[start of The data]

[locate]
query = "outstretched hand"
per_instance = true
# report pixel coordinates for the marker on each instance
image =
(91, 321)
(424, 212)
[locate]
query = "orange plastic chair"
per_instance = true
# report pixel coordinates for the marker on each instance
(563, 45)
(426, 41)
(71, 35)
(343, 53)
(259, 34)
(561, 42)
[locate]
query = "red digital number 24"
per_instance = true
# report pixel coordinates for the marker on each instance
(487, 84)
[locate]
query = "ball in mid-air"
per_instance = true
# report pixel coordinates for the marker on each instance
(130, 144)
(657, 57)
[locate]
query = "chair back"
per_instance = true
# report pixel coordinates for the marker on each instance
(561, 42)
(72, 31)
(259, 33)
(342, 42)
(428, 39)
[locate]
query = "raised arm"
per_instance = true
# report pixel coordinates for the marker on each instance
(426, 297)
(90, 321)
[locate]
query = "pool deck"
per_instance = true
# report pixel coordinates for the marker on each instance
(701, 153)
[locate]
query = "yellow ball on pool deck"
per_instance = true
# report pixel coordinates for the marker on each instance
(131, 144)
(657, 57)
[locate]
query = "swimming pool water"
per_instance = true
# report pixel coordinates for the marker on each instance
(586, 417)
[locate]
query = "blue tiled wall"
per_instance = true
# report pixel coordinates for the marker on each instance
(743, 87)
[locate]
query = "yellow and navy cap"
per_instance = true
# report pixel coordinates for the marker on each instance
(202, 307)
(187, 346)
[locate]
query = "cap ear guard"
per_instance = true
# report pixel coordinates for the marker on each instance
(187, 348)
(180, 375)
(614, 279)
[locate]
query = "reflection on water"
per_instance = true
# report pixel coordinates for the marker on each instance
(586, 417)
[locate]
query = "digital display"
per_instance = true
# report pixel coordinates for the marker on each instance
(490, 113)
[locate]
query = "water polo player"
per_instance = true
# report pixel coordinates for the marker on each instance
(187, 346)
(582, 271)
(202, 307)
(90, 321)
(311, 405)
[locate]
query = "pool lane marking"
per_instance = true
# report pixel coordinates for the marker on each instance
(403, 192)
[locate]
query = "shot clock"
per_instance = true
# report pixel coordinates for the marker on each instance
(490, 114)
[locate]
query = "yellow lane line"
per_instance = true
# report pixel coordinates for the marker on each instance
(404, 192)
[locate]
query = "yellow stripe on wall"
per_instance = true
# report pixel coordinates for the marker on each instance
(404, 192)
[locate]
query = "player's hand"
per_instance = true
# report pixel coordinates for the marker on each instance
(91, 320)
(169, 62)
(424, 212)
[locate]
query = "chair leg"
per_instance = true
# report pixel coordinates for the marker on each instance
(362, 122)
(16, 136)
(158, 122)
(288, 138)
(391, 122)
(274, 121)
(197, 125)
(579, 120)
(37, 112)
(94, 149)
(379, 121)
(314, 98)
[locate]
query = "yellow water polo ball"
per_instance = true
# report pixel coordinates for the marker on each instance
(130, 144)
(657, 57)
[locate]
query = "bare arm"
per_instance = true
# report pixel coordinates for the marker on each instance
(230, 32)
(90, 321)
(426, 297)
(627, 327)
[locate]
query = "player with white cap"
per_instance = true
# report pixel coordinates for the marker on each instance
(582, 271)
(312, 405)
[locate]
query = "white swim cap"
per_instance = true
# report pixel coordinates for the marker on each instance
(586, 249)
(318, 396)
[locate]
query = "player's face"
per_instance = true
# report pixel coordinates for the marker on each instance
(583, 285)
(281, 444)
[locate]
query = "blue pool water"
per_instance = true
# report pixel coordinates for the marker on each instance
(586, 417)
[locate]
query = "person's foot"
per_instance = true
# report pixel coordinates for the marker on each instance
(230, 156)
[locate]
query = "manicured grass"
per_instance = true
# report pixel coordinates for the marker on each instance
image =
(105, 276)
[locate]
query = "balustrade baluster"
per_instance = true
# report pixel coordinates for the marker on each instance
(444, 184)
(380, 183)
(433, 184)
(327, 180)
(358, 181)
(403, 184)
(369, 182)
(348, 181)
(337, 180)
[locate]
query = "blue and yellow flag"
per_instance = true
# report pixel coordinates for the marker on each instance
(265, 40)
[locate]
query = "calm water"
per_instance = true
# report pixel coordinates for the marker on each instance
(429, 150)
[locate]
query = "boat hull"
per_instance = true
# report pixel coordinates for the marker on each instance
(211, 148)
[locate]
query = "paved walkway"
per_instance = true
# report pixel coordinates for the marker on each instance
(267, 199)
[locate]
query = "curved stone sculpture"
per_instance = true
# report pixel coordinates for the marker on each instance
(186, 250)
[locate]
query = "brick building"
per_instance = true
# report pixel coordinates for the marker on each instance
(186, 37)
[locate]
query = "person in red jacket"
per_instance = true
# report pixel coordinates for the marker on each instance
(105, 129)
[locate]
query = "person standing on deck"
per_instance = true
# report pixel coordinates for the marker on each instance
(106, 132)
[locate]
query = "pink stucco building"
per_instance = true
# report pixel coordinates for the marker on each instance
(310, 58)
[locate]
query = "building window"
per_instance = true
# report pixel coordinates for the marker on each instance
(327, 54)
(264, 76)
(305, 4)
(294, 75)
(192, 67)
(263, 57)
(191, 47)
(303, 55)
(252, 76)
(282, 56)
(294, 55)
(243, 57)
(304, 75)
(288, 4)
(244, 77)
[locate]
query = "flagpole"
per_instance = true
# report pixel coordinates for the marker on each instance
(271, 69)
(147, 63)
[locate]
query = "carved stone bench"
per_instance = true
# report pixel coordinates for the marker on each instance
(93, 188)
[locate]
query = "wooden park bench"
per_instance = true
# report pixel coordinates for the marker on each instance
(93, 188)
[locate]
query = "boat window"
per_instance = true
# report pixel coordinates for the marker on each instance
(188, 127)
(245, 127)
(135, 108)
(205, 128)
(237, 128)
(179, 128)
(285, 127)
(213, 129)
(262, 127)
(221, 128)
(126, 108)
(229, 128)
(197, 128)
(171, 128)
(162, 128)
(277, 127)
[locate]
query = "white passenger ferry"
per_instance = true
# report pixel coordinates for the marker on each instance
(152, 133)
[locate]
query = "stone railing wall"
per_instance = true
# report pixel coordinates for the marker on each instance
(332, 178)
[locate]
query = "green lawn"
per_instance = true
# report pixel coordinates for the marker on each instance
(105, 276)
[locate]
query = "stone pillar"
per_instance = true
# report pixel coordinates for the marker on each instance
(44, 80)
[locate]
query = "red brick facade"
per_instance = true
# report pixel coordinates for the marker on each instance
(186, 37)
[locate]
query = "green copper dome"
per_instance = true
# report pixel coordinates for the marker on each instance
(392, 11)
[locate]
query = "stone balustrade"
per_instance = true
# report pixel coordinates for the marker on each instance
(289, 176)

[end of The data]

» The request
In full and verbatim, repeat the records given above.

» Task result
[locate]
query = "outstretched hand"
per_instance = true
# report pixel coordinates for the marker on each instance
image =
(91, 321)
(424, 212)
[locate]
query = "orange plastic chair"
per_instance = true
# report pixel coordinates for the marker on each instance
(563, 45)
(426, 41)
(71, 35)
(343, 53)
(259, 34)
(561, 42)
[locate]
query = "red digital number 24"
per_instance = true
# report pixel coordinates for the marker on each instance
(487, 84)
[locate]
query = "ball in mid-air"
per_instance = true
# report pixel coordinates for the marker on each instance
(130, 144)
(657, 57)
[locate]
query = "chair back"
per_instance = true
# report pixel coordinates for the marker on each instance
(561, 42)
(72, 31)
(259, 33)
(342, 42)
(428, 39)
[locate]
query = "raised arm"
per_instance = true
# report pixel coordinates for the marker on each instance
(426, 297)
(90, 321)
[locate]
query = "pool deck"
per_instance = true
# report pixel coordinates for the marker on each instance
(701, 153)
[locate]
query = "yellow ball on pool deck"
per_instance = true
# report pixel coordinates for the marker on each instance
(131, 144)
(657, 57)
[locate]
query = "swimming pool water"
per_instance = true
# report pixel coordinates for the marker on each instance
(586, 417)
[locate]
query = "blue tiled wall"
per_instance = true
# report pixel coordinates for the marker on each instance
(743, 87)
[locate]
query = "yellow and navy cap"
per_instance = true
# report pixel coordinates for the marker on each instance
(202, 307)
(187, 346)
[locate]
query = "cap ear guard"
per_instance = true
# report pixel coordinates for the marker on each instance
(187, 348)
(180, 375)
(614, 279)
[locate]
query = "reflection on water"
per_instance = true
# report pixel coordinates for the marker on each instance
(586, 417)
[locate]
query = "digital display"
per_instance = true
# report pixel coordinates for the marker on each instance
(490, 113)
[locate]
query = "water polo player"
per_instance = true
# report pixel coordinates for the marker on each instance
(187, 346)
(582, 271)
(202, 307)
(90, 321)
(311, 405)
[locate]
query = "pool lane marking"
per_instance = true
# report pixel coordinates for the marker on each instance
(403, 192)
[locate]
query = "shot clock"
per_instance = true
# report pixel coordinates for the marker on each instance
(490, 114)
[locate]
query = "yellow lane line"
per_instance = true
# report pixel coordinates for the marker on each instance
(404, 192)
[locate]
query = "yellow stripe on wall"
per_instance = true
# report pixel coordinates for the marker on each instance
(404, 192)
[locate]
query = "player's hand"
per_instance = true
# report pixel coordinates for the marker on each instance
(91, 320)
(169, 62)
(424, 212)
[locate]
query = "chair leg"
per_instance = true
# report pixel coordinates for the marker on each instance
(362, 122)
(16, 136)
(158, 122)
(288, 138)
(391, 122)
(274, 121)
(197, 125)
(579, 120)
(37, 112)
(94, 149)
(379, 121)
(314, 98)
[locate]
query = "yellow water polo ball"
per_instance = true
# report pixel coordinates for the marker on each instance
(130, 144)
(657, 57)
[locate]
query = "bare arm"
per_instance = true
# report pixel coordinates for the marker on each instance
(230, 32)
(90, 321)
(426, 297)
(627, 327)
[locate]
query = "player with white cap"
per_instance = true
# report pixel coordinates for the marker on each instance
(582, 271)
(312, 405)
[locate]
query = "white swim cap"
per_instance = true
# report pixel coordinates for the marker on each instance
(586, 249)
(318, 396)
[locate]
query = "player's face"
per_instance = true
# report pixel coordinates for the marker on each instance
(583, 285)
(281, 444)
[locate]
query = "blue pool water"
per_instance = true
# report pixel coordinates for the marker on each instance
(586, 417)
[locate]
query = "person's foot"
per_instance = true
# report pixel coordinates for the marker on each instance
(230, 156)
[locate]
query = "manicured grass"
per_instance = true
# report pixel coordinates for the marker on each instance
image =
(105, 276)
[locate]
query = "balustrade baluster"
per_instance = true
# report pixel coordinates for the marker on each instance
(444, 184)
(380, 183)
(433, 184)
(327, 180)
(358, 181)
(403, 184)
(369, 182)
(348, 181)
(337, 180)
[locate]
query = "blue and yellow flag"
per_instance = true
# report pixel coordinates for the marker on each instance
(265, 40)
[locate]
query = "calm water"
per_instance = true
# report pixel coordinates for the marker on each instance
(429, 150)
[locate]
query = "boat hull"
per_instance = true
# report pixel coordinates for the marker on each instance
(211, 148)
[locate]
query = "paved walkway"
per_instance = true
# report pixel coordinates for the marker on each instance
(267, 199)
[locate]
query = "curved stone sculpture"
per_instance = true
# report pixel coordinates for the marker on each instance
(186, 250)
[locate]
query = "brick building"
per_instance = true
# report pixel coordinates for the marker on each instance
(186, 37)
[locate]
query = "person in red jacket"
per_instance = true
# report pixel coordinates for the marker on each instance
(105, 129)
[locate]
query = "person standing on deck"
per_instance = true
# report pixel coordinates for the marker on each instance
(106, 132)
[locate]
query = "pink stucco building"
per_instance = true
# report pixel coordinates for the marker on each instance
(310, 58)
[locate]
query = "building window"
per_instance = true
# report pixel coordinates for the marker on each instance
(327, 54)
(264, 76)
(305, 4)
(294, 75)
(192, 67)
(263, 57)
(191, 47)
(303, 55)
(252, 76)
(282, 56)
(294, 55)
(243, 57)
(304, 75)
(288, 4)
(244, 77)
[locate]
query = "flagpole"
per_instance = true
# report pixel coordinates for the marker on each instance
(271, 69)
(147, 63)
[locate]
query = "carved stone bench"
per_instance = true
# report pixel coordinates for the marker on each instance
(93, 188)
[locate]
query = "wooden park bench"
per_instance = true
# report pixel coordinates for the marker on each instance
(93, 188)
[locate]
query = "boat window"
per_instance = true
# report pixel coordinates for the marker on each instance
(188, 127)
(245, 127)
(135, 108)
(205, 128)
(237, 128)
(179, 128)
(285, 127)
(213, 129)
(262, 127)
(221, 128)
(126, 108)
(229, 128)
(197, 128)
(171, 128)
(162, 128)
(277, 127)
[locate]
query = "white passenger ferry"
per_instance = true
# report pixel coordinates for the marker on each instance
(152, 133)
[locate]
query = "stone railing wall"
per_instance = true
# report pixel coordinates for the marker on each instance
(332, 178)
[locate]
query = "green lawn"
per_instance = true
# report pixel coordinates for the marker on each instance
(105, 276)
[locate]
query = "stone pillar"
per_instance = true
# report pixel coordinates for the marker on each instance
(44, 80)
[locate]
query = "red brick facade"
per_instance = true
# report pixel coordinates for the marker on each instance
(186, 37)
[locate]
query = "green copper dome"
per_instance = true
# report pixel coordinates for the marker on each instance
(392, 11)
[locate]
query = "stone balustrade"
per_instance = true
# report pixel coordinates for the marker on each instance
(289, 176)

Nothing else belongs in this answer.